The request: Copy the stretch of the Poisson simulation discussion from "Like any Q-Q" through "x0^2) %*% coefficients(fit)", renaming every "percentiles" to "quantiles".

Passage:
***
There are three issues here:
The simulation probably doesn't do exactly what it seems.
The analysis does not evaluate whether the relationship between mean and variance is linear.
What can one do to check whether data appear Poisson?
Many answers to #3 have appeared elsewhere on our site, so I will focus on the first two issues.
What the simulation does
The lines of code
pos<-rpois(100,5)
...
samp<-sample(pos, 10)
draw $100$ iid values from a Poisson distribution with mean $5$ and then randomly obtain $10$ of those values (without replacement). Iterating the second command is a form of resampling analysis. It does not really test what happens when data are repeatedly drawn from the same underlying Poisson distribution; instead, it explores the distribution of the $100$ values obtained in the first line, which are fixed for the duration of the simulation.
To study a Poisson distribution, we need to draw repeated independent samples from it:
set.seed(17) # Create reproducible results
mu <- 3 # Mean
n <- 10 # Sample size
n.trials <- 10000 # Number of trials
sim <- replicate(n.trials, {x <- rpois(n, mu); c(mean(x), var(x))})
At this point sim is a matrix with two rows: one for the means, the next for the variances. Each column summarizes a separate simulation (ergo, there are $10000$ columns in this example).
What the analysis does
Here it is in a compact form:
xy <- apply(sim, 1, function(x) quantile(x, probs=seq(0.001, 0.999, length.out=99)))
This creates an array of percentiles of the two rows of output, thereby tracing out their distributions. A plot is illuminating:
plot(xy, xlab="mean", ylab="variance",col=hsv(0, 0, 0.25, .4))
Like any Q-Q plot, this one systematically compares percentiles of one distribution (simulation of the variance of samples of $10$ Poisson values) to percentiles of another distribution (simulation of the mean of samples of $10$ Poisson values).
The curve isn't really straight, as we can find by regressing the y values on the x values with a quadratic term included:
z <- xy[,1]^2 # Quadratic term
fit <- lm(xy[,2] ~ xy[,1] + z) # Regression of y-values against x and x^2
#
# Overplot the fit in red.
x0 <- seq(mu - 2 * sqrt(mu/n), mu + 2 * sqrt(mu/n), length.out=99)
u <- cbind(rep(1,length(x0)), x0, x0^2) %*% coefficients(fit)
lines(x0, u, lwd=2, col=hsv(0, .8, .8, 1))
The quadratic term is highly significant and has a large coefficient:
>coefficients(fit)[3]
z
0.8779665
I encourage interested readers to play with the parameters (mu, n, and n.trials) to see how things (don't) change. Consider also changing rpois in the simulation to something else (such as rnorm).
Some theory
The mean of $10$ independent draws from many distributions will have approximately a normal distribution. A Poisson (with mean $5$) is no exception: its mean should have a normal distribution of mean $5$ and variance $5/10$.
***
Position identification records
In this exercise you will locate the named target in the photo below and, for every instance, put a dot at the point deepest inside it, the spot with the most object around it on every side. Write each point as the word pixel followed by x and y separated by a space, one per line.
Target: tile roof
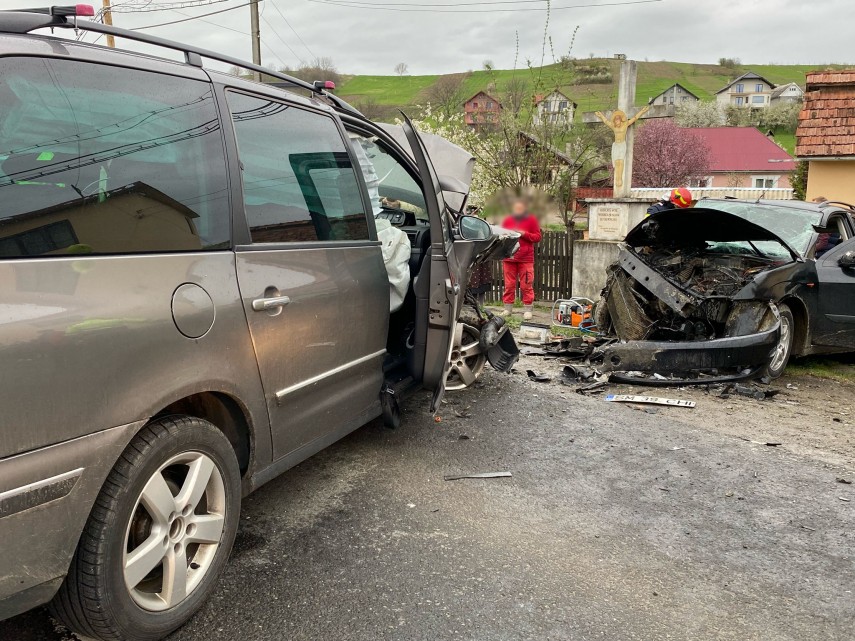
pixel 777 91
pixel 750 75
pixel 745 149
pixel 827 120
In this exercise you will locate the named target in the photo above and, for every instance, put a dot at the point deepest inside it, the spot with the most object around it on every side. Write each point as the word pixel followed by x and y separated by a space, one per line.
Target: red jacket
pixel 530 229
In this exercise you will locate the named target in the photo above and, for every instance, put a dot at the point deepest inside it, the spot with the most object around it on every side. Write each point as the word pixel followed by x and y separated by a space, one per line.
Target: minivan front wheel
pixel 158 537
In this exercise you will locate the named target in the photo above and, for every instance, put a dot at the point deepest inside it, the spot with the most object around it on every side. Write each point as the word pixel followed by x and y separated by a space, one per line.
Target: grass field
pixel 653 78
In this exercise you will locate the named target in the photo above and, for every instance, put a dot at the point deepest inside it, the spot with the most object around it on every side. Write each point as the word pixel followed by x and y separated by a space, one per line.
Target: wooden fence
pixel 553 267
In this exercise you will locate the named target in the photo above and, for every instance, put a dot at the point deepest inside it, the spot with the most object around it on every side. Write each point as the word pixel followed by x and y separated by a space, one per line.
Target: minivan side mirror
pixel 474 228
pixel 847 260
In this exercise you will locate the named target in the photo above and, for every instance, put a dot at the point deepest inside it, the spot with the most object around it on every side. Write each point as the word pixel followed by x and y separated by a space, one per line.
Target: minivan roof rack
pixel 66 17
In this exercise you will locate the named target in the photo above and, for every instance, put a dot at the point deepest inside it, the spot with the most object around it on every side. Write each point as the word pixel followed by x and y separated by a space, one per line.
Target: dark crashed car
pixel 730 289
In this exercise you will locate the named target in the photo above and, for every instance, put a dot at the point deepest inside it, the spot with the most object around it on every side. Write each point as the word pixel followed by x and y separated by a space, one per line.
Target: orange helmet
pixel 681 197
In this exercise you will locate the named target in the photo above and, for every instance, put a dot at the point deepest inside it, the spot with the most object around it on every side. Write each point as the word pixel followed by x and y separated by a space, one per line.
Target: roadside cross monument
pixel 620 121
pixel 610 219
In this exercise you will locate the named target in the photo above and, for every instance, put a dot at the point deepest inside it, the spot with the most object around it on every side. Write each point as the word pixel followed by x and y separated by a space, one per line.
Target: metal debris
pixel 651 400
pixel 479 475
pixel 538 378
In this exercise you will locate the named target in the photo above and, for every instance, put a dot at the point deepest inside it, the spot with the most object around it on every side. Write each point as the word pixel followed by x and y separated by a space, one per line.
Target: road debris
pixel 650 400
pixel 593 388
pixel 766 443
pixel 478 475
pixel 572 374
pixel 464 413
pixel 538 378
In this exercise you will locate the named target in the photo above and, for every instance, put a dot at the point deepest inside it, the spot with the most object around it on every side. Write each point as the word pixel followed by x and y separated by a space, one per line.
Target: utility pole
pixel 108 20
pixel 255 32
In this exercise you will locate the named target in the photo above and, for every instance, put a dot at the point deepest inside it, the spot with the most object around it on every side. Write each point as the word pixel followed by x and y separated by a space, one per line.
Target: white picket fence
pixel 742 193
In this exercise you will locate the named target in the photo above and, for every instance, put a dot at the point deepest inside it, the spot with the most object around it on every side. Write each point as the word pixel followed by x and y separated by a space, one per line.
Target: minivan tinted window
pixel 103 160
pixel 298 181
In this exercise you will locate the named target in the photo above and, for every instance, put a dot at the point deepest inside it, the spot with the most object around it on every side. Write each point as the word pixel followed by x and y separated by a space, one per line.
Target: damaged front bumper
pixel 679 358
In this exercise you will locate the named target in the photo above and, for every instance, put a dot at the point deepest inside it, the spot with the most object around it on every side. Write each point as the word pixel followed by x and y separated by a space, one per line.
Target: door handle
pixel 266 304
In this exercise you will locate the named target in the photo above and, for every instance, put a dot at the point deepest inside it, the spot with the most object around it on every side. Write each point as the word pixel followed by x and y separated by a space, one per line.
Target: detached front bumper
pixel 677 358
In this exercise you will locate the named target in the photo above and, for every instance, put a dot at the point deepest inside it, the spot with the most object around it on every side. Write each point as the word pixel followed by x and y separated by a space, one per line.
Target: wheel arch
pixel 226 413
pixel 801 331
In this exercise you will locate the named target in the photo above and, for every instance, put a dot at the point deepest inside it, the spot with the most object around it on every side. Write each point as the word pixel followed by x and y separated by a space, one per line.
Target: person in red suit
pixel 520 267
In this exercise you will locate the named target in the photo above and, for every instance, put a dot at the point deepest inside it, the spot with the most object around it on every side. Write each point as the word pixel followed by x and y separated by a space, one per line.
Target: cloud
pixel 371 42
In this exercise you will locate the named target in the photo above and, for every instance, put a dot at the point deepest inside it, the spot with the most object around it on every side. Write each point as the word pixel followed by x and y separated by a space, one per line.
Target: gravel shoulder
pixel 618 523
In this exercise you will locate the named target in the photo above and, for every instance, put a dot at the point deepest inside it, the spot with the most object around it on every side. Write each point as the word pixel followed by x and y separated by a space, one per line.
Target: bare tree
pixel 447 93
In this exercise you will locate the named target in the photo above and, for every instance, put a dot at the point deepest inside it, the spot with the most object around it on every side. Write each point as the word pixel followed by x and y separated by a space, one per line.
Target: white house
pixel 749 90
pixel 556 107
pixel 789 92
pixel 676 94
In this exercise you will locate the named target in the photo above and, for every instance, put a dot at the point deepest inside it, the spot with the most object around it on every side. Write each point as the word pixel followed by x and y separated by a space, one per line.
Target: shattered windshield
pixel 793 225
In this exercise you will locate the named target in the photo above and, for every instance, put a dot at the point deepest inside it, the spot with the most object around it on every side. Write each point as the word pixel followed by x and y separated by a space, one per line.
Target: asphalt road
pixel 607 530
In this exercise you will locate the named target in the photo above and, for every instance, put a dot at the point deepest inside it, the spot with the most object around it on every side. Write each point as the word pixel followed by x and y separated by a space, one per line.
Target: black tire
pixel 94 600
pixel 784 348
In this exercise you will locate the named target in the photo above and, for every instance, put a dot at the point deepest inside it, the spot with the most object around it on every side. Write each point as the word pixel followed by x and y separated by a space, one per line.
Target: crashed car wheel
pixel 467 360
pixel 781 354
pixel 158 536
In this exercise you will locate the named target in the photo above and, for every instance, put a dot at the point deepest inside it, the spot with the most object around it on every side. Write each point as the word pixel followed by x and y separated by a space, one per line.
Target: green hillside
pixel 653 78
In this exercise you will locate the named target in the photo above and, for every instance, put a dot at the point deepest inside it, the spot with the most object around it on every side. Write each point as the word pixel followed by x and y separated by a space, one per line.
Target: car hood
pixel 682 227
pixel 454 165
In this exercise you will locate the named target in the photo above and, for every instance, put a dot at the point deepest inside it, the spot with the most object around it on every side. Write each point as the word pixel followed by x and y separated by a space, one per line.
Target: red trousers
pixel 524 272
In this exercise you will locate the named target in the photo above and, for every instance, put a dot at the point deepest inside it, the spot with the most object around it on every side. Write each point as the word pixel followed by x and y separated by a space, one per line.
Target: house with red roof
pixel 744 157
pixel 481 110
pixel 826 135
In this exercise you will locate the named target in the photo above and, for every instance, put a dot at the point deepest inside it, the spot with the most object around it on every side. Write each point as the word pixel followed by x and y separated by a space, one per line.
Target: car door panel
pixel 312 282
pixel 835 326
pixel 320 355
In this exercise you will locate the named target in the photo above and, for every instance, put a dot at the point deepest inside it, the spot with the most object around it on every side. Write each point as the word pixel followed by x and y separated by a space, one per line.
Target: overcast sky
pixel 368 41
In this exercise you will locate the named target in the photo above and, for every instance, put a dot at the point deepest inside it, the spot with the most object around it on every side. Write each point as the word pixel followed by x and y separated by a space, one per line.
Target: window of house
pixel 761 182
pixel 101 160
pixel 299 184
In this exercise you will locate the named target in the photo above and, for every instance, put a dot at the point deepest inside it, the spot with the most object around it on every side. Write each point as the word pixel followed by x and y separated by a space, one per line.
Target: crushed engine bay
pixel 681 295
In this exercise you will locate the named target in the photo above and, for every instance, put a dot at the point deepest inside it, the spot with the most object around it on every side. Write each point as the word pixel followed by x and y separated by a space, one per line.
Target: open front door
pixel 448 277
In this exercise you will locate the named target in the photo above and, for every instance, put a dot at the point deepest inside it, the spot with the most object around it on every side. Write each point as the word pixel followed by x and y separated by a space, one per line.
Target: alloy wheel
pixel 174 531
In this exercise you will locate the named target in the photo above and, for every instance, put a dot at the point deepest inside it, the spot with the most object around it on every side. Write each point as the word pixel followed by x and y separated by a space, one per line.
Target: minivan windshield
pixel 793 225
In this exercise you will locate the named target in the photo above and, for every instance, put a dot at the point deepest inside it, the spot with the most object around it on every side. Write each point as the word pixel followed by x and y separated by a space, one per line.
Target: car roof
pixel 42 45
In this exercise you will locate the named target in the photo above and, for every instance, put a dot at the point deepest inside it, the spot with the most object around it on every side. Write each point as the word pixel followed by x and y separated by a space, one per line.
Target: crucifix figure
pixel 620 124
pixel 620 121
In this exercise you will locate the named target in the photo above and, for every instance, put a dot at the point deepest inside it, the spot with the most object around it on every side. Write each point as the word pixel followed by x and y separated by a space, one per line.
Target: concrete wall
pixel 834 179
pixel 655 193
pixel 590 259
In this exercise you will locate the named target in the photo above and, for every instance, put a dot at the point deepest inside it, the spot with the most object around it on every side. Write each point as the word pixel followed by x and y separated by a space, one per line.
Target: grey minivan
pixel 193 299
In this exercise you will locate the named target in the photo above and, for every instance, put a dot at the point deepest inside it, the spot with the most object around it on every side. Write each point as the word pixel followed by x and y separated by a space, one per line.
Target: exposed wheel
pixel 602 317
pixel 781 354
pixel 158 536
pixel 467 360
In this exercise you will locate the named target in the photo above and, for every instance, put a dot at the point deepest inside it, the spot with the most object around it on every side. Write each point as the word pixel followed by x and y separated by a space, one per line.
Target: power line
pixel 211 13
pixel 417 6
pixel 276 33
pixel 279 11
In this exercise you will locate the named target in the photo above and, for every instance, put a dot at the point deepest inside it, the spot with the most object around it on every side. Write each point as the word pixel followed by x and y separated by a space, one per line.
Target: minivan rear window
pixel 102 160
pixel 299 184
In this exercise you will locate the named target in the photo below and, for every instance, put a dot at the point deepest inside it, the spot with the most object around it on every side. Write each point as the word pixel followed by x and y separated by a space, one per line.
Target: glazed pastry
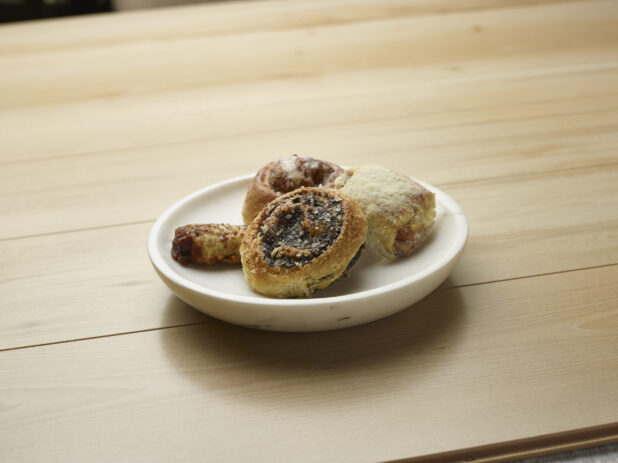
pixel 282 176
pixel 208 244
pixel 400 213
pixel 301 242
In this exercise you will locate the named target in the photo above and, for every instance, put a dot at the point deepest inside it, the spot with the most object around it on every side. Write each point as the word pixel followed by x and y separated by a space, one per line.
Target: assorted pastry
pixel 307 221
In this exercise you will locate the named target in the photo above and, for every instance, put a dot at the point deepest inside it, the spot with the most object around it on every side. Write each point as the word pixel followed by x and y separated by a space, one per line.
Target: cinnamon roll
pixel 208 244
pixel 301 242
pixel 285 175
pixel 400 213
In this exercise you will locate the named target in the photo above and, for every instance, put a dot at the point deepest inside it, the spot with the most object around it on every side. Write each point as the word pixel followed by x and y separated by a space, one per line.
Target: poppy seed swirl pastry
pixel 400 212
pixel 208 244
pixel 301 242
pixel 285 175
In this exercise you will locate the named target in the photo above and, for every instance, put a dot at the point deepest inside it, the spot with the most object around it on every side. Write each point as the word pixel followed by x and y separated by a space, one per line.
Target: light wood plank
pixel 93 190
pixel 99 282
pixel 120 107
pixel 465 367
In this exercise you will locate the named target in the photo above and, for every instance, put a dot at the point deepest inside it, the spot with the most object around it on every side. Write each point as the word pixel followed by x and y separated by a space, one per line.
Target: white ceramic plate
***
Complete output:
Like any Q-Q plot, this one systematically compares quantiles of one distribution (simulation of the variance of samples of $10$ Poisson values) to quantiles of another distribution (simulation of the mean of samples of $10$ Poisson values).
The curve isn't really straight, as we can find by regressing the y values on the x values with a quadratic term included:
z <- xy[,1]^2 # Quadratic term
fit <- lm(xy[,2] ~ xy[,1] + z) # Regression of y-values against x and x^2
#
# Overplot the fit in red.
x0 <- seq(mu - 2 * sqrt(mu/n), mu + 2 * sqrt(mu/n), length.out=99)
u <- cbind(rep(1,length(x0)), x0, x0^2) %*% coefficients(fit)